YOUR TASK →
Search the data for the word "frame" and copy every line where it occurs.

[Data excerpts]
-- Opening Marker --

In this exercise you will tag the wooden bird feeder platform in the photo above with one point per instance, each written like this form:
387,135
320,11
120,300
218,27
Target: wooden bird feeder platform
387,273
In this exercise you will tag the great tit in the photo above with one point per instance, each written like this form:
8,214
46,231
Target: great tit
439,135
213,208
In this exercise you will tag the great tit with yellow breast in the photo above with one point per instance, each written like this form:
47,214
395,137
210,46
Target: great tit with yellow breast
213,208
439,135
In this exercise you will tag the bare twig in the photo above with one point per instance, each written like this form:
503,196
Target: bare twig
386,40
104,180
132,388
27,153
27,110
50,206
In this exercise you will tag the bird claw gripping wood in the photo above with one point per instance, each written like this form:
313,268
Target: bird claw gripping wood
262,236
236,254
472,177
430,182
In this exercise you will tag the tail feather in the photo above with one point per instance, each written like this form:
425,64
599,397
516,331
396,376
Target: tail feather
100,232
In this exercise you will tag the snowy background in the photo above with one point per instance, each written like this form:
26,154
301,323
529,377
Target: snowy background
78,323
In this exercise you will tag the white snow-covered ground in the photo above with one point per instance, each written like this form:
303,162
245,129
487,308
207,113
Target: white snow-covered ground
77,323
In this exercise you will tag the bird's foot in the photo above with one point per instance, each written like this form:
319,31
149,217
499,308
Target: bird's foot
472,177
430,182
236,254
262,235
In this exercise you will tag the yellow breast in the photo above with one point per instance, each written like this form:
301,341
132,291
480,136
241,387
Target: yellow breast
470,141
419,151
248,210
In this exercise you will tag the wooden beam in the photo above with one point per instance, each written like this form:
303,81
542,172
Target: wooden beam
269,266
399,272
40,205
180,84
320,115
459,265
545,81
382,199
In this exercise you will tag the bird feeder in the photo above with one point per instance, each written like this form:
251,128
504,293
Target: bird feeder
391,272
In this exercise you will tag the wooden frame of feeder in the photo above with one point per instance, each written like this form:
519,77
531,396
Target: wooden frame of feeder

-- Closing Marker --

SOLUTION FOR THIS PROBLEM →
In this exercise you will tag the wooden frame of feeder in the photo above with one point per instance, each written like this form:
Target: wooden frame of feeder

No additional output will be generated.